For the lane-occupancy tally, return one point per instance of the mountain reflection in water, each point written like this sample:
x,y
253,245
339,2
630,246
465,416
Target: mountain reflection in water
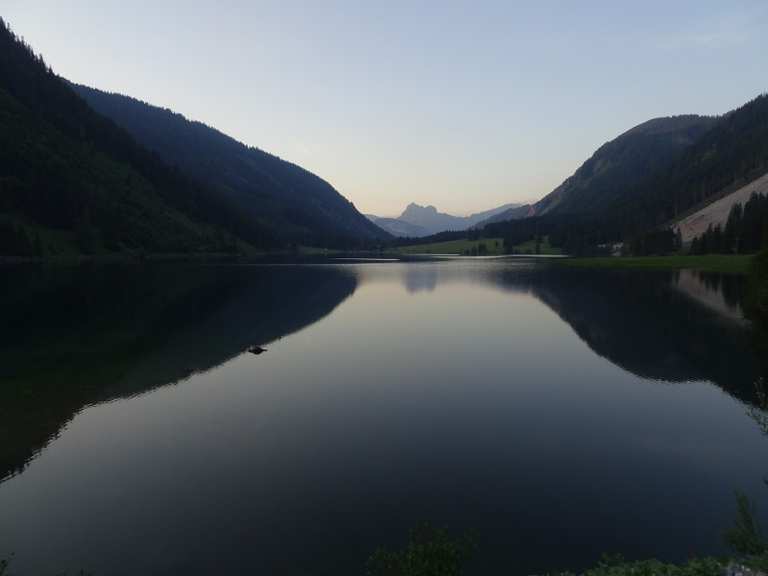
x,y
530,403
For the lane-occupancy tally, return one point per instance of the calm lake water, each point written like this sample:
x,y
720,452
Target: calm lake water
x,y
559,414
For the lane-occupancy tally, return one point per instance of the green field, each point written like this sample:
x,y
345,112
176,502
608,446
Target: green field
x,y
545,248
493,247
731,264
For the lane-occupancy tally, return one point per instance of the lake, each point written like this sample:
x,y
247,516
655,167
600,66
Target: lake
x,y
556,413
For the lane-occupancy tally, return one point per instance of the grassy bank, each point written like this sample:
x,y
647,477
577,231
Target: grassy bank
x,y
531,247
483,246
729,264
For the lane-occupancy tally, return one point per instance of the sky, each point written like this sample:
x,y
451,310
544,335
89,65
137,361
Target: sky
x,y
465,105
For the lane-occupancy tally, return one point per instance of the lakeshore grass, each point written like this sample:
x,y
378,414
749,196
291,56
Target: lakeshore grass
x,y
493,246
725,263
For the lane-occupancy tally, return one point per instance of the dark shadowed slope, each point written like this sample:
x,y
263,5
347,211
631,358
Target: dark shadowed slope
x,y
291,202
610,175
72,181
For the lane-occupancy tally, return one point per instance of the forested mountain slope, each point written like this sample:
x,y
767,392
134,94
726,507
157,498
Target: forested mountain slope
x,y
609,175
72,181
668,172
294,204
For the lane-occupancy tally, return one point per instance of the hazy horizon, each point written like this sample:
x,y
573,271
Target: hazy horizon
x,y
460,106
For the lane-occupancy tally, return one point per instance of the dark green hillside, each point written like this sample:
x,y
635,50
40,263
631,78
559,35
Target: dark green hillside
x,y
634,187
295,204
729,156
72,181
608,176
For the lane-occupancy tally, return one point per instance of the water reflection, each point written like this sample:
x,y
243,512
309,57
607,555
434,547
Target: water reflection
x,y
77,336
518,400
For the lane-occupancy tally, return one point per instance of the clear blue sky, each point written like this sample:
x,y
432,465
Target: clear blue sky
x,y
464,105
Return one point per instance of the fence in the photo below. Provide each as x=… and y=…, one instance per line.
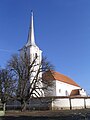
x=53, y=103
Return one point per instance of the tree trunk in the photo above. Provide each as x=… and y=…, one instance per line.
x=23, y=106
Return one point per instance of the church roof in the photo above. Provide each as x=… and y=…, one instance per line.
x=53, y=75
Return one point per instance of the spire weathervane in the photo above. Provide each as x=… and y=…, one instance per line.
x=31, y=37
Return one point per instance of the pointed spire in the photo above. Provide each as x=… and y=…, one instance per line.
x=31, y=37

◆ **EXERCISE INSTRUCTIONS**: Rewrite all of the lines above, changing "lane-occupancy tally" to "scene survey" wherever it occurs and keeping everything else the same. Leave the pictures out of your answer.

◆ **OUTPUT BELOW**:
For the scene survey, return one point per instance of the mountain reflection in water, each point written like this sample:
x,y
253,245
339,2
630,246
465,416
Target: mountain reflection in water
x,y
530,403
For the scene survey, return one point per instance of the calm lake water, each point written like this sample:
x,y
720,452
Target: calm lake water
x,y
559,414
For the scene survey, return one point per instance of the green field, each point written like this sample:
x,y
345,112
176,502
608,446
Target: green field
x,y
545,248
493,247
731,264
For the scene survey, return one point per instance of the lake, each point written like this sample:
x,y
247,516
655,167
600,66
Target: lake
x,y
556,413
For the scene survey, return one point per instance of the grassy bank, each point written like this sample:
x,y
647,477
577,231
Target: grassy bank
x,y
531,247
483,246
729,264
For the scene survey, return one point per instance of the sky, each point written like this sample:
x,y
451,310
544,335
89,65
137,361
Target: sky
x,y
465,105
For the scene survey, return one point per instance of the lakeshore grass, each point written like this sample:
x,y
378,414
749,196
291,56
Target: lakeshore grass
x,y
493,246
725,263
For the scene survey, return one point per instance of the dark shadowed slope, each point written like this sample:
x,y
263,5
347,211
631,358
Target: dark shadowed slope
x,y
291,202
610,175
72,181
For the scene survey, return one point per instance of the forested mountain slope, each point written like this sample:
x,y
767,392
134,94
726,507
157,498
Target: forested mountain slope
x,y
609,175
72,181
668,172
294,204
For the scene survey, return one point per instance of the hazy horizon, each point written like this sample:
x,y
573,271
Target: hazy horizon
x,y
460,106
For the scene survey, return one point per instance of the dark green hillside, each point written like this sample:
x,y
635,50
40,263
631,78
559,35
Target: dark green hillside
x,y
634,187
295,204
729,156
72,181
608,176
For the scene survey, return one point per instance of the water reflection, each point written like this sample:
x,y
243,512
309,57
607,555
434,547
Target: water reflection
x,y
77,336
518,400
For the scene survey, return one point per instance of the clear blue sky, each point written like this sample:
x,y
432,465
Target: clear blue sky
x,y
464,105
Return one point per instance of the fence in the photo below. Provide each as x=… and y=…, one instance per line.
x=53, y=103
Return one point per instance of the tree trunk in the photo above. Provide each as x=… and y=…, one instance per line.
x=23, y=106
Return one point per instance of the church roof in the photo above. Provide each as x=… and y=…, one instance per line.
x=53, y=75
Return one point per instance of the spire weathervane in the photo above. Provide each as x=… and y=…, one instance per line.
x=31, y=37
Return one point per instance of the pointed spire in the photo above. Provide each as x=… and y=…, one instance per line.
x=31, y=37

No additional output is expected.